__Goal__
Could you copy out every one of the items below word for word, changing nothing?

--- begin Entries ---

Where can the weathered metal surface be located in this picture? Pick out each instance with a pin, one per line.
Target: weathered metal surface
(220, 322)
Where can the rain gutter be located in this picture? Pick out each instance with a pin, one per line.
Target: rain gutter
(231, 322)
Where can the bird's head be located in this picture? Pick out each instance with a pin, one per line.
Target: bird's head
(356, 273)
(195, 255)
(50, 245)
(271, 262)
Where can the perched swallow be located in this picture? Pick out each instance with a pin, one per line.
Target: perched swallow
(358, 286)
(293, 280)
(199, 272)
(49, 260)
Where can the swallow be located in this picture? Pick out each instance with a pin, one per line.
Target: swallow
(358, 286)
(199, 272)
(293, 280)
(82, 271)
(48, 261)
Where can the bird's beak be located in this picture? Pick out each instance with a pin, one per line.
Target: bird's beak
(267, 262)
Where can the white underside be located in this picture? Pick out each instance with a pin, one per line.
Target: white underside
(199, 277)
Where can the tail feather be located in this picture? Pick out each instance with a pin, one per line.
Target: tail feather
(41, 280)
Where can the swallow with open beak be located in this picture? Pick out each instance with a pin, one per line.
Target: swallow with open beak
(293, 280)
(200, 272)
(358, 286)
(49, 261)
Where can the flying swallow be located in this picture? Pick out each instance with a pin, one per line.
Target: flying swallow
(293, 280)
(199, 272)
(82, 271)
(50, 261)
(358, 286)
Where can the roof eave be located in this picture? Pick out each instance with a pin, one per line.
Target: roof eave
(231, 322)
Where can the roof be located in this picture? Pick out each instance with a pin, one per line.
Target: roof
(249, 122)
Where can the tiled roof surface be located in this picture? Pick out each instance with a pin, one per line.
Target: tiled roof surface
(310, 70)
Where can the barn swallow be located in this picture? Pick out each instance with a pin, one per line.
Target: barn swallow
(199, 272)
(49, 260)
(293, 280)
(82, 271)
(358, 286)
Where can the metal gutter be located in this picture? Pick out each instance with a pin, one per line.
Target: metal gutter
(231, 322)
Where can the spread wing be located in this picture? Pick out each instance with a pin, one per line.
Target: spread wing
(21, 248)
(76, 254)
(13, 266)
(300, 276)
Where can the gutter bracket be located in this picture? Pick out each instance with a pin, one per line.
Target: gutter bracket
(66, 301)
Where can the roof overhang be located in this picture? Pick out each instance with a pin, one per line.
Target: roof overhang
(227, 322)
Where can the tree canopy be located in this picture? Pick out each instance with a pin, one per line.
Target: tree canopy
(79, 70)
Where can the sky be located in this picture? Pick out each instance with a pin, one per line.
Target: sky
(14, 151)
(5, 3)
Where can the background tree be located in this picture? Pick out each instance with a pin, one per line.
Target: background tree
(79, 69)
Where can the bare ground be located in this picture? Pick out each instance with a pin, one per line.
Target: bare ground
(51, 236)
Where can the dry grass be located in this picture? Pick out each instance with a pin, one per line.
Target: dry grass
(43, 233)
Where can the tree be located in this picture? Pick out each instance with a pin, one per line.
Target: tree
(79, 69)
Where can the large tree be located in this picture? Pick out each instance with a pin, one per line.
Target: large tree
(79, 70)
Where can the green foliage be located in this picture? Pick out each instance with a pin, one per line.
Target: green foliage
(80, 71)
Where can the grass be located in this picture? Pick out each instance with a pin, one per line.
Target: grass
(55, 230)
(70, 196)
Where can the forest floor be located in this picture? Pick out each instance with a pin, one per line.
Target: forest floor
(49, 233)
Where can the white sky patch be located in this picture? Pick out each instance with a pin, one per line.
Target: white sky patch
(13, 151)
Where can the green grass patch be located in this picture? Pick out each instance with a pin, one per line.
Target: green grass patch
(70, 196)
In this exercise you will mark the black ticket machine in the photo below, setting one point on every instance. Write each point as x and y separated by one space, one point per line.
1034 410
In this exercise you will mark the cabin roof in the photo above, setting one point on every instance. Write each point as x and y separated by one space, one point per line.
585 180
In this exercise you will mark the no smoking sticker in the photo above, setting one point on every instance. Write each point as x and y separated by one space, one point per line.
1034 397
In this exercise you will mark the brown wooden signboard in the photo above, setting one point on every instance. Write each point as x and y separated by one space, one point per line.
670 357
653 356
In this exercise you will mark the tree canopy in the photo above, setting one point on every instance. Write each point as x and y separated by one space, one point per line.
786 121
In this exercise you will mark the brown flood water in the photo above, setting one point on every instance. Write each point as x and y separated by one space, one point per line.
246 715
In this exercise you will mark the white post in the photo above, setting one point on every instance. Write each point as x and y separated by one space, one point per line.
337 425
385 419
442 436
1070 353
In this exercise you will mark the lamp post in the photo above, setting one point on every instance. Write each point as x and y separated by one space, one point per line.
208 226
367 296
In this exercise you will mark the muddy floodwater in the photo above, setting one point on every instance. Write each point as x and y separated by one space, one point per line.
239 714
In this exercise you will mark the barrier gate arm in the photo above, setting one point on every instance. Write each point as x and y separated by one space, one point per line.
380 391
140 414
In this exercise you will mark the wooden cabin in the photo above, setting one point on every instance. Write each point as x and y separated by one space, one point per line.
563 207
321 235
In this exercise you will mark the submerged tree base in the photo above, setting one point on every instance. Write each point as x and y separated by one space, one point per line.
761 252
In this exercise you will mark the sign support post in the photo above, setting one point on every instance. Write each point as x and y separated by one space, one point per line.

--- end Entries ---

__Exercise response__
Where can the weathered metal surface be located in this picture? Pick out each instance with a pin, one per line.
Target: weathered metal surface
(220, 322)
Where can the rain gutter be located in this picture? Pick out each instance with a pin, one per line.
Target: rain gutter
(231, 322)
Where can the bird's head be located in this picture? Pick out each instance with a pin, one per line.
Target: bird's head
(356, 273)
(195, 255)
(50, 245)
(271, 262)
Where can the perched swallow be located in this picture? Pick out each instance with a pin, one per line.
Target: perched swallow
(358, 286)
(293, 280)
(199, 272)
(49, 260)
Where can the swallow be located in this picture? Pick out each instance with a pin, one per line.
Target: swallow
(358, 286)
(199, 272)
(293, 280)
(82, 271)
(48, 261)
Where can the bird's beak be located in this picture? Pick out each instance with a pin, one per line.
Target: bird's beak
(267, 262)
Where can the white underside be located in this picture? Pick out each instance with a pin, one per line.
Target: white underside
(199, 277)
Where can the tail feather be located in this picture? Pick out each instance with a pin, one per line.
Target: tail feather
(41, 280)
Where can the swallow with open beak be located in this picture? Pick out each instance with a pin, one per line.
Target: swallow with open beak
(293, 280)
(200, 272)
(358, 286)
(49, 261)
Where can the flying swallow be located in this picture? Pick out each instance with a pin, one per line.
Target: flying swallow
(293, 280)
(199, 272)
(82, 271)
(50, 261)
(358, 286)
Where can the roof eave be located in this picture? Pick out each instance with a pin, one per line.
Target: roof eave
(231, 322)
Where can the roof be located in this picture? Pick out each instance with a pin, one per line.
Target: roof
(249, 122)
Where can the tiled roof surface be located in this picture? Pick out each instance with a pin, one per line.
Target: tiled roof surface
(310, 70)
Where can the barn swallow be located in this picture? Pick out each instance with a pin, one per line.
Target: barn swallow
(199, 272)
(49, 260)
(293, 280)
(82, 271)
(358, 286)
Where can the metal gutter be located in this picture? Pick out each instance with a pin, one per line.
Target: metal gutter
(231, 322)
Where can the spread wing be located in this picture? Pick out each instance with a pin, one per line.
Target: spread wing
(21, 248)
(76, 254)
(13, 266)
(300, 276)
Where can the gutter bracket be located in this picture? Pick out each instance with a pin, one per line.
Target: gutter bracket
(66, 301)
Where can the roof overhang be located in this picture? Pick out each instance with a pin, one per line.
Target: roof overhang
(227, 322)
Where can the tree canopy be located in this picture? Pick out each instance with a pin, one per line.
Target: tree canopy
(79, 70)
Where can the sky be located in this picture? Pick out each instance with a pin, one per line.
Target: sky
(14, 151)
(5, 3)
Where can the background tree be located in this picture? Pick out each instance with a pin, one per line.
Target: background tree
(79, 69)
Where can the bare ground be located in this picture? Pick out each instance with a pin, one per line.
Target: bare ground
(51, 236)
Where can the dry grass be located in this picture? Pick out each instance with a pin, one per line.
Target: dry grass
(43, 233)
Where can the tree be located in this picture? Pick out each instance with a pin, one per line.
Target: tree
(79, 69)
Where can the large tree be located in this picture? Pick out each instance with a pin, one per line.
Target: large tree
(79, 70)
Where can the green foliage be located in this picture? Pick out each instance with a pin, one per line.
Target: green foliage
(80, 71)
Where can the grass be located in this picture? Pick out each instance with a pin, one per line.
Target: grass
(55, 230)
(70, 196)
Where can the forest floor be located in this picture? Pick out each instance with a pin, one per line.
Target: forest floor
(49, 233)
Where can the white sky patch be located in this picture? Pick out each instance with a pin, one per line.
Target: white sky patch
(13, 151)
Where can the green grass patch be located in this picture? Pick out each instance with a pin, one per line.
Target: green grass patch
(70, 196)
In this exercise you will mark the black ticket machine in the photo below, setting one point on every instance. Write each point as x and y separated by one space, one point per line.
1034 410
In this exercise you will mark the cabin roof in the photo above, setting one point on every instance. Write each point as x and y separated by one space, one point per line.
585 180
In this exercise you will mark the no smoking sticker in the photo above, setting one point on every instance. Write each point as x and y separated by one space, one point per line.
1034 397
In this exercise you will mark the brown wooden signboard in the photo above, setting one point on every instance. Write each point as x and y separated by one space, one point per line.
670 357
653 356
In this exercise you will mark the tree canopy in the photo above, setting one point on every instance. Write each point as x and y separated by one space, one point per line.
786 121
In this exercise you will mark the brown flood water in the photo above, setting one point on every instance. Write each point as x and y separated by one space, one point per line.
246 715
In this exercise you will mark the white post in the photo above, setting one point on every instance. Write each point as x and y separated by one space, one point per line.
337 425
385 419
442 436
1070 353
In this exercise you will mark the lamp post in the photo above, setting one point on every instance. Write each point as x and y separated by one space, one point per line.
208 226
367 296
In this exercise you will mark the muddy floodwater in the photo above, setting one point on every instance. Write each point as x and y separated by one space, one point per line.
239 714
In this exercise you will mark the barrier gate arm in the photo above, setting one point on every instance. Write each point as x and y separated by one space, one point per line.
380 391
140 414
In this exercise you will mark the wooden cabin in the photo above, setting one point on every instance. Write each point as x and y separated by one space, one point per line.
563 207
321 235
In this exercise you will mark the submerged tree base in the photo above, setting one point on every instance. Write each point as x and y separated by one space, one point per line.
761 252
In this exercise you will mark the sign support post in the photo above, setting one point on every instance. Write each point as x and y separated by one space, one point per line.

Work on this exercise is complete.